-- BEGIN Provided data --
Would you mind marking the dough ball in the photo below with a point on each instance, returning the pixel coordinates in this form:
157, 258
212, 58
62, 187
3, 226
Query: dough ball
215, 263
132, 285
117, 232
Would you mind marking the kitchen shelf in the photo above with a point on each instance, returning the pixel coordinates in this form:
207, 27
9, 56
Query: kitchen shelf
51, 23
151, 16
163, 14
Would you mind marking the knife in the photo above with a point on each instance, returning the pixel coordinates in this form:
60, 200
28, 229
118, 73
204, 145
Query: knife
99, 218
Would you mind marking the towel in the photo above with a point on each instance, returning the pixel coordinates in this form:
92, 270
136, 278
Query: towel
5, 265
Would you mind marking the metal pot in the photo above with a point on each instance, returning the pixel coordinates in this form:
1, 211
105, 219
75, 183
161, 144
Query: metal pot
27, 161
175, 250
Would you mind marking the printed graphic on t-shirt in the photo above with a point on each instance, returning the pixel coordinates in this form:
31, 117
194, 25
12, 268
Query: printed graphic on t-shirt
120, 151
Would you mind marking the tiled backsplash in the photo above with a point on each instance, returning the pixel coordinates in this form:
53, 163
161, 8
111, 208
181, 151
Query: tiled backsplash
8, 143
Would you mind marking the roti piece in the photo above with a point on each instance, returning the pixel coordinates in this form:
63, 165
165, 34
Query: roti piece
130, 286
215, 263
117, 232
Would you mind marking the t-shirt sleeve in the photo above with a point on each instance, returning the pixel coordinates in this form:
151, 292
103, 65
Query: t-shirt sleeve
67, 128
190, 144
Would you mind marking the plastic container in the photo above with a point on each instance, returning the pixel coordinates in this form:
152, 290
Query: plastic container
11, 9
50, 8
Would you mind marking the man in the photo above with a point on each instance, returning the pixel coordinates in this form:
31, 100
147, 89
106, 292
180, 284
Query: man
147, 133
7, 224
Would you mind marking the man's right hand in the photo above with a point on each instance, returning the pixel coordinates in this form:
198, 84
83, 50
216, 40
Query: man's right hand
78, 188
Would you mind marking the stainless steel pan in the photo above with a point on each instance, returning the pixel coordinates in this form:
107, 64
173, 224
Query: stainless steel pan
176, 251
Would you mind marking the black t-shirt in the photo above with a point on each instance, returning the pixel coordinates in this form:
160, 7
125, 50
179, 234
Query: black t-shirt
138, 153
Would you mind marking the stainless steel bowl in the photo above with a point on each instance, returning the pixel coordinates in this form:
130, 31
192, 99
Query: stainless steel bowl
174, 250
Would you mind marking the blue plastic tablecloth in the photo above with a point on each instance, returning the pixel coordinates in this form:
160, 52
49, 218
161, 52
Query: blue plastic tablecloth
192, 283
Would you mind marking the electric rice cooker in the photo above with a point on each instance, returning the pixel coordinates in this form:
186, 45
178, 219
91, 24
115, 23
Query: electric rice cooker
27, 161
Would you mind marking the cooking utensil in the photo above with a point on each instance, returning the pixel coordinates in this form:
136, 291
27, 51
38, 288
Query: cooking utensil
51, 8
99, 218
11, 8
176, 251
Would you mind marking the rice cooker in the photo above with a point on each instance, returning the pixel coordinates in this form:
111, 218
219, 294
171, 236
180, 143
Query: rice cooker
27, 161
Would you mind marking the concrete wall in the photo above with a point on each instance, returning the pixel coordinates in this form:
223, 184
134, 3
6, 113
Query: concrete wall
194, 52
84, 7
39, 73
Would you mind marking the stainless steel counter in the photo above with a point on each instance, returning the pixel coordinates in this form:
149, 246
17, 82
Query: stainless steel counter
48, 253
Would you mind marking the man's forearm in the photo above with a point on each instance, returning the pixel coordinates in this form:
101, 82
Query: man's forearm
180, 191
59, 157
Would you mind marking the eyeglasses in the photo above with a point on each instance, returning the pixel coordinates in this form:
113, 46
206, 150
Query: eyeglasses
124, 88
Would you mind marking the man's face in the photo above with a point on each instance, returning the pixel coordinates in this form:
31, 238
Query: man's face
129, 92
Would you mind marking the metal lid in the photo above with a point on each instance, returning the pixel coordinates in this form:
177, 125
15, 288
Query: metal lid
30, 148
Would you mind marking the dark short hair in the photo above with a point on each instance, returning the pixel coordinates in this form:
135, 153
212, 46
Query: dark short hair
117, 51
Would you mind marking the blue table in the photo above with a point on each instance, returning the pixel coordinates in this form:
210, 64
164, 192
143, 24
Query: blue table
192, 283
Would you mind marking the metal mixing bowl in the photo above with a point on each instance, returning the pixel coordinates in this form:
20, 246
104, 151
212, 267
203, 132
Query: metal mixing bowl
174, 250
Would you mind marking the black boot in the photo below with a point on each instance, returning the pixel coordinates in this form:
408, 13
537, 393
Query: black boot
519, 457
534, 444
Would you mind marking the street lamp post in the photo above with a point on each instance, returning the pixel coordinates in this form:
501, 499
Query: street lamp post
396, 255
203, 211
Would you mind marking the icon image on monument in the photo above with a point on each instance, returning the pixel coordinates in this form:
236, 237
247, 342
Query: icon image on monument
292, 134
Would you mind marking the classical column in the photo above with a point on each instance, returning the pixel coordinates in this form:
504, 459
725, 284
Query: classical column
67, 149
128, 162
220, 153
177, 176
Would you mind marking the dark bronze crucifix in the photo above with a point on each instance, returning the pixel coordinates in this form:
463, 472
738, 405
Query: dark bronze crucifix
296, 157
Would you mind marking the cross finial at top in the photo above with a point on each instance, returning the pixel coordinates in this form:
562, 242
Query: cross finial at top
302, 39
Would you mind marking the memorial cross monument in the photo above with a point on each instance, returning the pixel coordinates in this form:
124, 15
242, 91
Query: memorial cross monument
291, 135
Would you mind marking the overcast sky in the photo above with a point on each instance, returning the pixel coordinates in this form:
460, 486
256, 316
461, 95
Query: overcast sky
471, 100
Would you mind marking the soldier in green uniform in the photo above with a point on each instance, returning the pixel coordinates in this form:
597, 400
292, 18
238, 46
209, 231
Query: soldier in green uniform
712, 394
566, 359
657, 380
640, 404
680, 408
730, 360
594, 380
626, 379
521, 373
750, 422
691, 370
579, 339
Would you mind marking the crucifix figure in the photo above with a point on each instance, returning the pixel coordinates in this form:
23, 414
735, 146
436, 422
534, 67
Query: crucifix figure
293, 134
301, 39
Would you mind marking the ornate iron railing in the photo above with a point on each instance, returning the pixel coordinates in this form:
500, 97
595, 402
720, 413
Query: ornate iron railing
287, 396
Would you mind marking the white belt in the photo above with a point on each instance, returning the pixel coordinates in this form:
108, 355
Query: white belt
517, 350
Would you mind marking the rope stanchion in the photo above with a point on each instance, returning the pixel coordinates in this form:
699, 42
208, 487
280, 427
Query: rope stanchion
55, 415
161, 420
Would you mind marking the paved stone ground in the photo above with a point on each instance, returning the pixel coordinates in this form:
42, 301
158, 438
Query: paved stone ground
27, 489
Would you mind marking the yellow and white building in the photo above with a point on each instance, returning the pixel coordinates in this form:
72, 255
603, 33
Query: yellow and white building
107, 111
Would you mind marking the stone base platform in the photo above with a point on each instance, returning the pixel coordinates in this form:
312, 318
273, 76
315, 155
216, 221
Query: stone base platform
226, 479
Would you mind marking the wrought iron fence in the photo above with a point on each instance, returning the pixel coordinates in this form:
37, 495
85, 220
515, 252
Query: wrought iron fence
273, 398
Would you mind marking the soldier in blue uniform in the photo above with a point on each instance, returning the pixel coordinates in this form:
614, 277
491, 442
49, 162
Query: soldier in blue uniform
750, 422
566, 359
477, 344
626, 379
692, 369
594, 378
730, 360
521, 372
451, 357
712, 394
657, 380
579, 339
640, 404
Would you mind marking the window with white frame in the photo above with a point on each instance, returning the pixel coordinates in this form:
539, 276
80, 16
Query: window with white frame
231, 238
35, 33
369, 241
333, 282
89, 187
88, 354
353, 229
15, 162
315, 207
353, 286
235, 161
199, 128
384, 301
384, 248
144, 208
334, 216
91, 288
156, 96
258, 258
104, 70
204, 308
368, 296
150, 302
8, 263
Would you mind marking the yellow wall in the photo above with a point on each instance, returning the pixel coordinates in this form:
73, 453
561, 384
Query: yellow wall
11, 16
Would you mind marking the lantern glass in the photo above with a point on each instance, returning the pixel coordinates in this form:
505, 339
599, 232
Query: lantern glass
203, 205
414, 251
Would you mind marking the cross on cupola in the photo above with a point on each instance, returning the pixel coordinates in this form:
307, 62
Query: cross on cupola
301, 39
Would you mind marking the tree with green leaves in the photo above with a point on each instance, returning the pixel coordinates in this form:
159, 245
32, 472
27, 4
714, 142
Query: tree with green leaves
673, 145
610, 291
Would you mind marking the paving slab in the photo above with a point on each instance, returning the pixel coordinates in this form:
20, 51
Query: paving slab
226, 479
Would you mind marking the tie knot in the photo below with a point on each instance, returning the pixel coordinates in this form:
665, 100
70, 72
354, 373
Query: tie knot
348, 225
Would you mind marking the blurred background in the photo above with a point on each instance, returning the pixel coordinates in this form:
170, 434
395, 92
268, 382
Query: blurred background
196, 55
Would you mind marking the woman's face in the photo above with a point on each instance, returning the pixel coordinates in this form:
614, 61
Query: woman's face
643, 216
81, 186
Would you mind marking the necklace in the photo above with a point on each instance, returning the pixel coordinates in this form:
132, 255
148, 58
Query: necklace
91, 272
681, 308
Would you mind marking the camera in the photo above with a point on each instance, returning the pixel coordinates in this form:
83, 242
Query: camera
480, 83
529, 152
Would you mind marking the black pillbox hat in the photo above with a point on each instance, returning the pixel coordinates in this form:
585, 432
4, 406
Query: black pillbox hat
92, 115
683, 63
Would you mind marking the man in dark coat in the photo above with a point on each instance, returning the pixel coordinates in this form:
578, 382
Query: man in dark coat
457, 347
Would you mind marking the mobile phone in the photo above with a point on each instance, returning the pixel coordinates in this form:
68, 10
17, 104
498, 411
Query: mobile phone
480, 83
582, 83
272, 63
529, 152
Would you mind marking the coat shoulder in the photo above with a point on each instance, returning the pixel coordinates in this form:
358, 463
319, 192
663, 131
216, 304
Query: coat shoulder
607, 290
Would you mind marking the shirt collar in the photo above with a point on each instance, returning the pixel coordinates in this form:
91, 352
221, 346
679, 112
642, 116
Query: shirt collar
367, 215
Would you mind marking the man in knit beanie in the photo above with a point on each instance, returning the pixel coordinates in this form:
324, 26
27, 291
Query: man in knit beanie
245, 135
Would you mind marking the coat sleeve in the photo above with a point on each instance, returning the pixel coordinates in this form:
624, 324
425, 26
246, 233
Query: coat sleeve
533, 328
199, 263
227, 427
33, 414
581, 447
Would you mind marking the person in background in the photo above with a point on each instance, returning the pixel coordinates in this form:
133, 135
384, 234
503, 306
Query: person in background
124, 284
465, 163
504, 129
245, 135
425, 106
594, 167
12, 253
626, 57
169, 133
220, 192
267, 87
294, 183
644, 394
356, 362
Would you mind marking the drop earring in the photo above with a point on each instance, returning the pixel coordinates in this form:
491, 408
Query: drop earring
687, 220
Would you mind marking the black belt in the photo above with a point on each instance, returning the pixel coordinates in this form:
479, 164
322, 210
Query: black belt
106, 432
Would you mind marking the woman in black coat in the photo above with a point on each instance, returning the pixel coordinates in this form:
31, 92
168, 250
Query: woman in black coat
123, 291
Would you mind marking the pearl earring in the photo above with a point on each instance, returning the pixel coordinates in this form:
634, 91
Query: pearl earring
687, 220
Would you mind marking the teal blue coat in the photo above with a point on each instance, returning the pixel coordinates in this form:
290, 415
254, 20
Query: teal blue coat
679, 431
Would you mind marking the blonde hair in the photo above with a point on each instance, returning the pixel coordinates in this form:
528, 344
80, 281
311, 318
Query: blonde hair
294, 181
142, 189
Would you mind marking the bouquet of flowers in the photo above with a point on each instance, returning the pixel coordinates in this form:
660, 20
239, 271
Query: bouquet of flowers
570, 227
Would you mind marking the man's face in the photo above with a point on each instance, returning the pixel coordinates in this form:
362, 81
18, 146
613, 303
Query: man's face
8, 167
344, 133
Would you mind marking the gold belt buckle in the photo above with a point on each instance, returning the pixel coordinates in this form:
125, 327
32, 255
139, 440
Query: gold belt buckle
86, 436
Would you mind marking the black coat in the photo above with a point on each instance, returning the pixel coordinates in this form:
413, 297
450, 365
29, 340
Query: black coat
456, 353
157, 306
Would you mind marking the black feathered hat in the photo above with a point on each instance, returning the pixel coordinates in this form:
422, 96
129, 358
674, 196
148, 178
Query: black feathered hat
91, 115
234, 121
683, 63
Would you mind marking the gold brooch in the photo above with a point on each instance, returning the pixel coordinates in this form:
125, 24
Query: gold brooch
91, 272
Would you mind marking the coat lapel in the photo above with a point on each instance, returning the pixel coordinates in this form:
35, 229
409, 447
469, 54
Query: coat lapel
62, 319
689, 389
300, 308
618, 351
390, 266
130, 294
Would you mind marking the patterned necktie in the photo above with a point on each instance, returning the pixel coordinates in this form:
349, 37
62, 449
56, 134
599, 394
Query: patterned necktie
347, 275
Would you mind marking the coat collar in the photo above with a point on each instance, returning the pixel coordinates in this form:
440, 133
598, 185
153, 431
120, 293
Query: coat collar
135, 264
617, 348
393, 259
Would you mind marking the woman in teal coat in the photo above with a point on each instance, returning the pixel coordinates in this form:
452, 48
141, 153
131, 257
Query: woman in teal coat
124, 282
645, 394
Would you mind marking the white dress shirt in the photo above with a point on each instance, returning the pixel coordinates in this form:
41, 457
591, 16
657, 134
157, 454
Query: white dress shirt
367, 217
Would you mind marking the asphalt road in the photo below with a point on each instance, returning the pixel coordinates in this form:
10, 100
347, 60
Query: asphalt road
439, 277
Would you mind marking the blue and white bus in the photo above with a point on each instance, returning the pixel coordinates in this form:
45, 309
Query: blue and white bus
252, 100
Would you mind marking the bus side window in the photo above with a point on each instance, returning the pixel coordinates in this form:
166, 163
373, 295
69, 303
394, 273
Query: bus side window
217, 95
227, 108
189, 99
-- END Provided data --
◆ What you have to do
All lines from the one containing "Would you mind marking the gold brooch" through the final line of the listing above are to be reproduced exactly; include both and add nothing.

◆ In response
Would you mind marking the gold brooch in the photo above with a point on each instance, returning the pixel coordinates in this form:
125, 24
Query: gold brooch
91, 272
Would you mind marking the coat lapel in the photo above with a point on each instance, returning the pixel coordinates in this form:
35, 229
409, 447
469, 54
Query: coat lapel
62, 319
689, 389
300, 308
618, 351
390, 266
130, 294
Would you mind marking the patterned necktie in the photo above with a point on each instance, returning the pixel coordinates in this form:
349, 37
62, 449
56, 134
599, 394
Query: patterned necktie
347, 275
Would you mind marking the coat collar in the photo above with a point on each instance, returning the pixel coordinates in this form:
440, 133
598, 185
153, 431
120, 293
Query: coat collar
135, 264
617, 348
393, 259
Would you mind marking the woman in teal coat in the photo above with a point on each instance, returning the pixel coordinates in this form:
452, 48
141, 153
131, 257
Query: woman in teal coat
124, 282
645, 394
Would you mind marking the white dress shirt in the photo above with a point on each instance, returning the pixel coordinates in this form:
41, 457
591, 16
657, 134
157, 454
Query: white dress shirt
367, 217
Would you mind marking the asphalt road in the photo below with a point on each instance, returning the pixel coordinates in this form:
10, 100
347, 60
Query: asphalt road
439, 277
Would you mind marking the blue and white bus in the photo above with a point on each instance, returning the pixel coordinates in this form:
45, 309
Query: blue and white bus
252, 100
Would you mind marking the bus side window in the photo above with a point on each instance, returning the pixel coordinates in this form:
166, 163
373, 295
69, 303
394, 273
Query: bus side window
217, 95
227, 108
189, 99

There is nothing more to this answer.